Sahand Sahebdivani (born 18 May 1980 in Tehran) is an Iranian–Dutch storyteller, musician and founder of cultural center the Mezrab.

Biography
After the Iranian Revolution, at the age of three Sahebdivani fled with his parents from Iran to the Netherlands in 1983. They were originally headed for Canada, but missed their transfer in Amsterdam, which is why the family ended up in the Netherlands. In his twenties he by chance got the opportunity to become storyteller at the Tropenmuseum, when another Iranian storyteller noticed his hat in the tram. He became motivated to continue his parents' Iranian tradition of storytelling and music making, which is why he founded the Mezrab in 2004. This started as a monthly gathering in a small teahouse, but within ten years grew into an established cultural center with a multidisciplinary programme of five days per week.

- _Challenges_
(1) According to the Sahebdivani biography, why did the family end up in the Netherlands instead of Canada?
(2) Do these statements agree with the Sahebdivani biography? Answer yes or no for each and quote the deciding words. (a) The family fled Iran in 1983. (b) The Mezrab began as a weekly gathering. (c) The Mezrab's programme runs five days per week.
(3) Translate this sentence from the Sahebdivani biography into Spanish: "This started as a monthly gathering in a small teahouse, but within ten years grew into an established cultural center with a multidisciplinary programme of five days per week."

(Position annotation records)
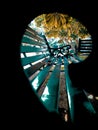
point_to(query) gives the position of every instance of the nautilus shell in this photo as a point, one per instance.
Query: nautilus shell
(50, 43)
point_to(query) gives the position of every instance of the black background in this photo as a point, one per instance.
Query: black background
(28, 109)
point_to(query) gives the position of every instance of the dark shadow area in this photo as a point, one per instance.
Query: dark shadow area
(28, 110)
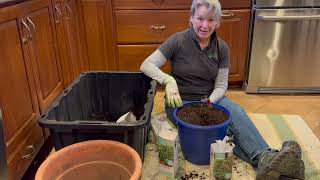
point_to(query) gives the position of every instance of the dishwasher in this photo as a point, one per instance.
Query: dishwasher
(285, 47)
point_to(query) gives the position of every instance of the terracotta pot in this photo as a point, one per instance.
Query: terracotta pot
(92, 160)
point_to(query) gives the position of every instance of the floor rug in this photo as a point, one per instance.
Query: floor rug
(274, 128)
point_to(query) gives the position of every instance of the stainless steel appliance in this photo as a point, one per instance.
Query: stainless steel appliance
(285, 47)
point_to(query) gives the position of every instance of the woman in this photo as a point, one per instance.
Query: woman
(200, 68)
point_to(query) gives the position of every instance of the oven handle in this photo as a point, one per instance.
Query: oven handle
(272, 18)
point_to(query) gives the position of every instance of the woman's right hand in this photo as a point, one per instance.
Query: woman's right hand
(173, 98)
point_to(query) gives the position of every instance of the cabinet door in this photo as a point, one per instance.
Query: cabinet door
(73, 38)
(46, 64)
(66, 66)
(234, 30)
(18, 97)
(99, 28)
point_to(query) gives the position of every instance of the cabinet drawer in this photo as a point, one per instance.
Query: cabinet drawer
(149, 26)
(152, 4)
(26, 152)
(131, 56)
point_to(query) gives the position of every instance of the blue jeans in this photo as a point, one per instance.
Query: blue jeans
(249, 143)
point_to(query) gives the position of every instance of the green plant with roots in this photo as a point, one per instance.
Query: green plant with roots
(222, 168)
(165, 154)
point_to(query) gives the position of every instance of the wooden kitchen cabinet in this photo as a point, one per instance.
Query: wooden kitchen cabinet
(39, 23)
(73, 58)
(18, 96)
(152, 22)
(131, 56)
(234, 30)
(98, 23)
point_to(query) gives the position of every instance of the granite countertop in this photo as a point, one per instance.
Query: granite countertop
(4, 3)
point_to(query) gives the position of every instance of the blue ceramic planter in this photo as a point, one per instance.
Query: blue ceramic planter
(195, 140)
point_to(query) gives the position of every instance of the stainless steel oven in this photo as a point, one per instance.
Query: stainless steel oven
(285, 47)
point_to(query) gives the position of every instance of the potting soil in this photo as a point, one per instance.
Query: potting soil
(202, 115)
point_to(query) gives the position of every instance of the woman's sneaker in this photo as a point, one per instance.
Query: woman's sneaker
(284, 163)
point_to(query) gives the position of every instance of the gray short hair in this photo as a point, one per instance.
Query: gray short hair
(213, 5)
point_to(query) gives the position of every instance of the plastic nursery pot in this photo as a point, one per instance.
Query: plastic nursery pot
(93, 160)
(195, 140)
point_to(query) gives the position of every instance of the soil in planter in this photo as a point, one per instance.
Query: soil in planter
(202, 115)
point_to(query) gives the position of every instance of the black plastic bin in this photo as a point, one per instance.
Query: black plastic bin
(88, 109)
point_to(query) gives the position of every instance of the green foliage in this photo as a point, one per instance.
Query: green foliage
(222, 168)
(165, 153)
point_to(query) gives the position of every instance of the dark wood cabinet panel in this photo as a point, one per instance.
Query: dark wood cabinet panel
(45, 59)
(235, 4)
(176, 4)
(73, 37)
(22, 158)
(131, 56)
(70, 45)
(66, 66)
(152, 4)
(18, 97)
(234, 30)
(149, 26)
(99, 28)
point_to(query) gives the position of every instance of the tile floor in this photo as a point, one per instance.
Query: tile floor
(307, 106)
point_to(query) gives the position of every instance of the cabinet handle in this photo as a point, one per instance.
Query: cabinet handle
(32, 151)
(29, 35)
(227, 15)
(70, 11)
(158, 28)
(34, 27)
(60, 14)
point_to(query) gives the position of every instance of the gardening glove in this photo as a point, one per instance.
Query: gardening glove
(220, 86)
(173, 98)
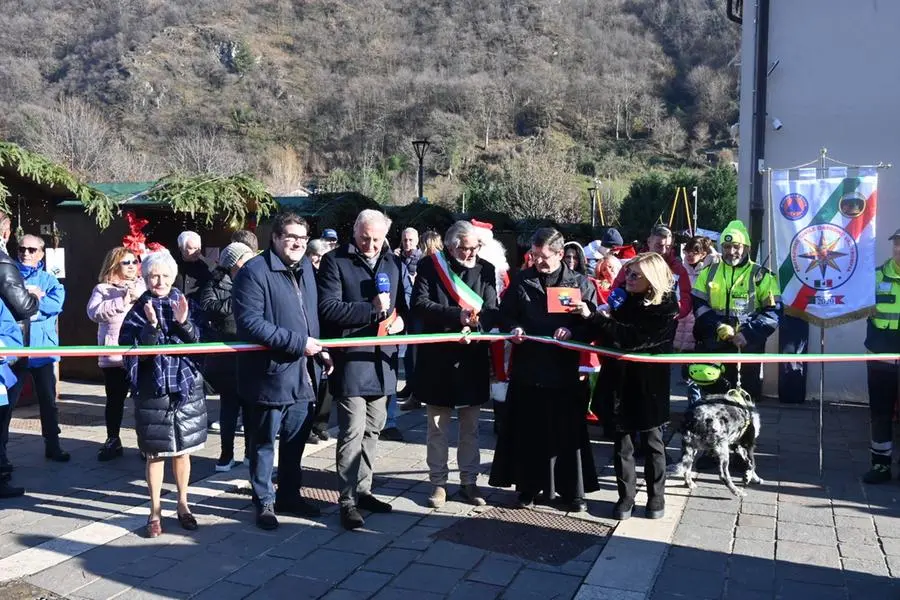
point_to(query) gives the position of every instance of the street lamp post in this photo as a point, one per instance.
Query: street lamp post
(421, 147)
(592, 191)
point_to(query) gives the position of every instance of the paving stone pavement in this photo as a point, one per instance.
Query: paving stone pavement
(78, 533)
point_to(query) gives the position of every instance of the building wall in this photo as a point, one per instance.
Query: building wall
(837, 85)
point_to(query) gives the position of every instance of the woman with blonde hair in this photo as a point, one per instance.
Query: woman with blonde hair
(120, 285)
(635, 396)
(431, 243)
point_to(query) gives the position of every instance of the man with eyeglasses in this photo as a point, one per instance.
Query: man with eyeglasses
(361, 294)
(43, 332)
(23, 305)
(274, 300)
(543, 448)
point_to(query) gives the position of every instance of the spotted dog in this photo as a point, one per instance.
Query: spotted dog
(719, 423)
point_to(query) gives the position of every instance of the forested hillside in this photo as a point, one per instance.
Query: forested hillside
(332, 91)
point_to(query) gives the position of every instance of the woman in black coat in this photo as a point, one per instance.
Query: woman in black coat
(449, 376)
(170, 407)
(635, 396)
(543, 446)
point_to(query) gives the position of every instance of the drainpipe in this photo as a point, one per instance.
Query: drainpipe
(757, 193)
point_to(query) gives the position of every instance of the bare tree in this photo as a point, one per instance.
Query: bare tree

- _Solutions to the problems_
(1) They missed their transfer in Amsterdam.

(2)
(a) Yes: "fled with his parents from Iran to the Netherlands in 1983"
(b) No: "This started as a monthly gathering in a small teahouse"
(c) Yes: "a multidisciplinary programme of five days per week"

(3) Esto comenzó como una reunión mensual en una pequeña casa de té, pero en diez años se convirtió en un centro cultural consolidado con una programación multidisciplinaria de cinco días a la semana.